▸ The exercise: Rewrite the items below, replacing "arched doorway" with "curved doorway" wherever it occurs and changing nothing else.

▸ Items pointing to named objects:
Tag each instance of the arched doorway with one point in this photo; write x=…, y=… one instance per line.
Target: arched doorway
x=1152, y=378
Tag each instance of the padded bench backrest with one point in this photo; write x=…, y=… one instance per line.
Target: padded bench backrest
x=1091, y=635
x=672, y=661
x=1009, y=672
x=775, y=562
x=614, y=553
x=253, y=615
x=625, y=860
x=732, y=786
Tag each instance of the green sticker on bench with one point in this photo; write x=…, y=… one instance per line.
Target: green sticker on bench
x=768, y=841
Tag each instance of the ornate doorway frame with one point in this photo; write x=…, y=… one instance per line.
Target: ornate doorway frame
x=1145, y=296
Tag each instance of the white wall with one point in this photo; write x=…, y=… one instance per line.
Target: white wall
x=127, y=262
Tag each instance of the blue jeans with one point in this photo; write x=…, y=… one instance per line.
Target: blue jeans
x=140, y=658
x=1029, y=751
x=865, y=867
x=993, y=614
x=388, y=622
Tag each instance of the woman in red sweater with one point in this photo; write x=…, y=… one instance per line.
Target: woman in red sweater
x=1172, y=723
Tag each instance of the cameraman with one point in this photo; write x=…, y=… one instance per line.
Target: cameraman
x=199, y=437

▸ Answer below:
Tag each instance of the curved doorway with one point in this photo; write x=…, y=… one instance per line.
Target: curved doorway
x=1152, y=378
Tag each instance of the padded bench backrest with one point in this photo; write x=…, y=… one instance per line.
Target: padded bench backrest
x=1091, y=635
x=672, y=661
x=1009, y=672
x=775, y=562
x=614, y=553
x=253, y=615
x=625, y=860
x=732, y=786
Tag each instance of the green sticker on bench with one point in this photo; write x=…, y=… one instance per line.
Target: green sticker on bench
x=768, y=841
Tag each instance of the ornate doorway frame with one point in this photo; write x=…, y=… one instance per line.
Target: ornate doorway frame
x=1145, y=296
Tag each instance of the white wall with one point in this photo; write x=…, y=… one instance per line.
Target: white wall
x=127, y=262
Tag each instance of the blue jeans with one point in this photo; write x=…, y=… one instance per line.
Target: blue jeans
x=140, y=658
x=1029, y=751
x=865, y=867
x=993, y=614
x=388, y=622
Tag each instance of the woman in red sweater with one point in this photo; write x=…, y=… one instance per line.
Target: woman in red sweater
x=1172, y=723
Tag each instance of the cameraman with one point in this photo; write x=…, y=… one instance per line.
Target: cameraman
x=199, y=437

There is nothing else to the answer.